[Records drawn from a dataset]
>>>

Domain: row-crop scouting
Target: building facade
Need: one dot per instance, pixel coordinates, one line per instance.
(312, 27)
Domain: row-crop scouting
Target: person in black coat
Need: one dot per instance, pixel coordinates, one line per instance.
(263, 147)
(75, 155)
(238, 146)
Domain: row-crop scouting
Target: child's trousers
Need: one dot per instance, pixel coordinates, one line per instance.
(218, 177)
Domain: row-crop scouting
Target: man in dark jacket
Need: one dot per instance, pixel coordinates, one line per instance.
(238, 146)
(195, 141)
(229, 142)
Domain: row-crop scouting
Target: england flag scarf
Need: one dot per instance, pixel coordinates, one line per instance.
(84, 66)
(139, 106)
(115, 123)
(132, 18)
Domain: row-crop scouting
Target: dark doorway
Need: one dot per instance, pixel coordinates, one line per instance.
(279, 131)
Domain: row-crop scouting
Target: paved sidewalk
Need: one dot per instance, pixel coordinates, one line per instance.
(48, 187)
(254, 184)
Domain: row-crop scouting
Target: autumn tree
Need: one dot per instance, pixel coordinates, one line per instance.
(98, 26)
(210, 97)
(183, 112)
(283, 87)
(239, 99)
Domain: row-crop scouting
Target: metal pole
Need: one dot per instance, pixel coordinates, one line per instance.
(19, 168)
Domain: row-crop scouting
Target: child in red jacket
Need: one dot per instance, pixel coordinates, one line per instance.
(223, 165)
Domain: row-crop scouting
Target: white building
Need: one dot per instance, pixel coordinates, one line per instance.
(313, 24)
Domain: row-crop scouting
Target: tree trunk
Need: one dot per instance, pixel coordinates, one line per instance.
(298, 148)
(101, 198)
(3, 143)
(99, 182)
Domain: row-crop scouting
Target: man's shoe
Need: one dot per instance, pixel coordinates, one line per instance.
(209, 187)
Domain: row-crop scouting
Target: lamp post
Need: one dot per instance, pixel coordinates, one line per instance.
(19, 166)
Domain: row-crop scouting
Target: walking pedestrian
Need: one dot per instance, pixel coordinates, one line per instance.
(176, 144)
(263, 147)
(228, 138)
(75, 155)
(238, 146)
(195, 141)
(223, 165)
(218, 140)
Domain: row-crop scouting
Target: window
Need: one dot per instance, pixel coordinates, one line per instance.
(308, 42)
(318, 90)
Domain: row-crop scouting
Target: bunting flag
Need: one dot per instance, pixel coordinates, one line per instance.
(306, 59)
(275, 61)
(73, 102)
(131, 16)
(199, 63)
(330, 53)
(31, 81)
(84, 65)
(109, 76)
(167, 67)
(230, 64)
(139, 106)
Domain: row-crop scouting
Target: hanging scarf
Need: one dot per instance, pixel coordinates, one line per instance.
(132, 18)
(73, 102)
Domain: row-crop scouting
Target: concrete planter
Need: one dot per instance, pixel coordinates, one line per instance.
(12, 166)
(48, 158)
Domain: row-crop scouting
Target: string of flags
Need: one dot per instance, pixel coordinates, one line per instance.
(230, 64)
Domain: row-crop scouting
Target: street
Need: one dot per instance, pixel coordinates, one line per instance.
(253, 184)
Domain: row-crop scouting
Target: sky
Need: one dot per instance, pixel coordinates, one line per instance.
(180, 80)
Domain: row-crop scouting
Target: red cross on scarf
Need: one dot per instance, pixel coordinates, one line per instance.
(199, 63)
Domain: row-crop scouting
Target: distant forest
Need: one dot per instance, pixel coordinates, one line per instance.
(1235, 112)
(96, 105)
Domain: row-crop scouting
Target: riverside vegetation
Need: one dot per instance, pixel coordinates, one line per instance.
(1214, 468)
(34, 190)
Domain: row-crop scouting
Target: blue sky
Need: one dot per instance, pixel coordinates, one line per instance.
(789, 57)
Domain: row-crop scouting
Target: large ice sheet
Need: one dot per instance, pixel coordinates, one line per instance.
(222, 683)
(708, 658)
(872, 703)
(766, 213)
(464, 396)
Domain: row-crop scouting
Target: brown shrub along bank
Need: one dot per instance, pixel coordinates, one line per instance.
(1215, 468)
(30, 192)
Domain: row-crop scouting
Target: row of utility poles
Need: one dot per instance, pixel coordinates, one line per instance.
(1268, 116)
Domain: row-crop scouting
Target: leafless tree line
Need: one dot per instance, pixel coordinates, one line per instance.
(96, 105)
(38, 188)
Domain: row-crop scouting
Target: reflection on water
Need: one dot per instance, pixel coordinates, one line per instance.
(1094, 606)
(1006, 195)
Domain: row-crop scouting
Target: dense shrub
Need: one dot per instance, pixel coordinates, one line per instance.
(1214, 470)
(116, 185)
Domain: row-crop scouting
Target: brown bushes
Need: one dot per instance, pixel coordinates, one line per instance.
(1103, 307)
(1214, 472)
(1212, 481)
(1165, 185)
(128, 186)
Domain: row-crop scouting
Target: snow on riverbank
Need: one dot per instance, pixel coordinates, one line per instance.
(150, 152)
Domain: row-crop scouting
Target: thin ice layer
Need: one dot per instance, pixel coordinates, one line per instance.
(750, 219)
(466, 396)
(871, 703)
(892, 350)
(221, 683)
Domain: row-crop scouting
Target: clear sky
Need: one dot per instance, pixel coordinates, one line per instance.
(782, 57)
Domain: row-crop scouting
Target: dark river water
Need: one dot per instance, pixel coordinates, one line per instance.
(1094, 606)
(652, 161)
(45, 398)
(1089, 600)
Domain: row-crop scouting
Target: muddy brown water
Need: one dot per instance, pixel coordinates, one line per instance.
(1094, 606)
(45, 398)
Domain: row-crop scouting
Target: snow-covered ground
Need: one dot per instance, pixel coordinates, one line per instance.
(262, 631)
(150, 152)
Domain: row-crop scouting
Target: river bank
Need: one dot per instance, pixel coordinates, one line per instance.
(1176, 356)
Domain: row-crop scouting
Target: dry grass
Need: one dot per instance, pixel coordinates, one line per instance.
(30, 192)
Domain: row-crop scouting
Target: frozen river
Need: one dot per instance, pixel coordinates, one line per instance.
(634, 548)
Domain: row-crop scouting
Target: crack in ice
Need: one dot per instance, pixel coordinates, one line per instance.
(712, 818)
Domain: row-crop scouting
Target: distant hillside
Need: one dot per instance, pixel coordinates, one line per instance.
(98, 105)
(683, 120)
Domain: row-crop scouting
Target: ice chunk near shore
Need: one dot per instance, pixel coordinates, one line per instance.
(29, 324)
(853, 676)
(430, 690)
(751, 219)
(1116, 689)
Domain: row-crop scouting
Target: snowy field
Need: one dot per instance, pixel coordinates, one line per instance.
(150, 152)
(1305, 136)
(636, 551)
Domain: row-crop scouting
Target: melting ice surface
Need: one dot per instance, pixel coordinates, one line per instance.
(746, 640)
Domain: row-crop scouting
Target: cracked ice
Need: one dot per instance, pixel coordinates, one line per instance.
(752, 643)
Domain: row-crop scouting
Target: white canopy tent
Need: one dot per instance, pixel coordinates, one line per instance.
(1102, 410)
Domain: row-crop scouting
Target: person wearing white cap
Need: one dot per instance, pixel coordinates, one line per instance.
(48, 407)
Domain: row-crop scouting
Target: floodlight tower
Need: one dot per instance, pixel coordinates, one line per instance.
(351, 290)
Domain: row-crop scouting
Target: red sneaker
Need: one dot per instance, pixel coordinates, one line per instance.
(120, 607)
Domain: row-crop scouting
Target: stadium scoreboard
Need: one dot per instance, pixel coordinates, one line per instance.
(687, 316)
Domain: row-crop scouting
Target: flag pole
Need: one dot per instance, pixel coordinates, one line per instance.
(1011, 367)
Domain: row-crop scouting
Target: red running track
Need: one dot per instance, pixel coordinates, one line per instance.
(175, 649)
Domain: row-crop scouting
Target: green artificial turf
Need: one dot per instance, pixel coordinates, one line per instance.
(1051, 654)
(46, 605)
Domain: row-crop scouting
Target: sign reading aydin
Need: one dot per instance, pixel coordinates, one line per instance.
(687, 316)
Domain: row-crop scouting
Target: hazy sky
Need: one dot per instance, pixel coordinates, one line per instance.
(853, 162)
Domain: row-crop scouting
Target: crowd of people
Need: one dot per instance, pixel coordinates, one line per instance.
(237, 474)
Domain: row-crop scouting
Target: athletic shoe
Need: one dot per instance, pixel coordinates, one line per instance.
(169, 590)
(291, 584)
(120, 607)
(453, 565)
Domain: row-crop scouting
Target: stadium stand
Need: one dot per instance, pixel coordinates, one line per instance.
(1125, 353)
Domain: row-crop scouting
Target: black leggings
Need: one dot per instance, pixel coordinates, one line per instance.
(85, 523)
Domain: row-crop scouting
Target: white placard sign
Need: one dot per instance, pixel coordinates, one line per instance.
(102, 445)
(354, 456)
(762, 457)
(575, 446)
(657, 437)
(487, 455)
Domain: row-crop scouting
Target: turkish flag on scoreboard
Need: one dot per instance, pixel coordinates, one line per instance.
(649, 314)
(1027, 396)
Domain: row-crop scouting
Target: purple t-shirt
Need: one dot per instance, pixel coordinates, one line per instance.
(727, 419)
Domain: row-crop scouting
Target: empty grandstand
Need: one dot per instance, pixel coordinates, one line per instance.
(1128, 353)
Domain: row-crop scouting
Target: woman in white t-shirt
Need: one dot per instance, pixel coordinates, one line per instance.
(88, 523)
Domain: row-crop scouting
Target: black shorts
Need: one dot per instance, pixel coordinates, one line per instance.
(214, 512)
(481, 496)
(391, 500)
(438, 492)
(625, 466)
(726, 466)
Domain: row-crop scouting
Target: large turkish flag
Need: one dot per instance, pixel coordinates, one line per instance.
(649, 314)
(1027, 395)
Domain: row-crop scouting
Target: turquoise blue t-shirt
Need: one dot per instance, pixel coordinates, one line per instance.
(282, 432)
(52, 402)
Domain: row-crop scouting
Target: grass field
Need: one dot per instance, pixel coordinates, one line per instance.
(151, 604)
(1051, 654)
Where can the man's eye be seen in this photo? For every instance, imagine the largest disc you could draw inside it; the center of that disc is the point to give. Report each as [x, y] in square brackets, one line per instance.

<<<

### [WORK INSTRUCTION]
Find each line above that contains "blue", and copy those lines.

### [EXPECTED ANSWER]
Target: blue sky
Target: turquoise blue t-shirt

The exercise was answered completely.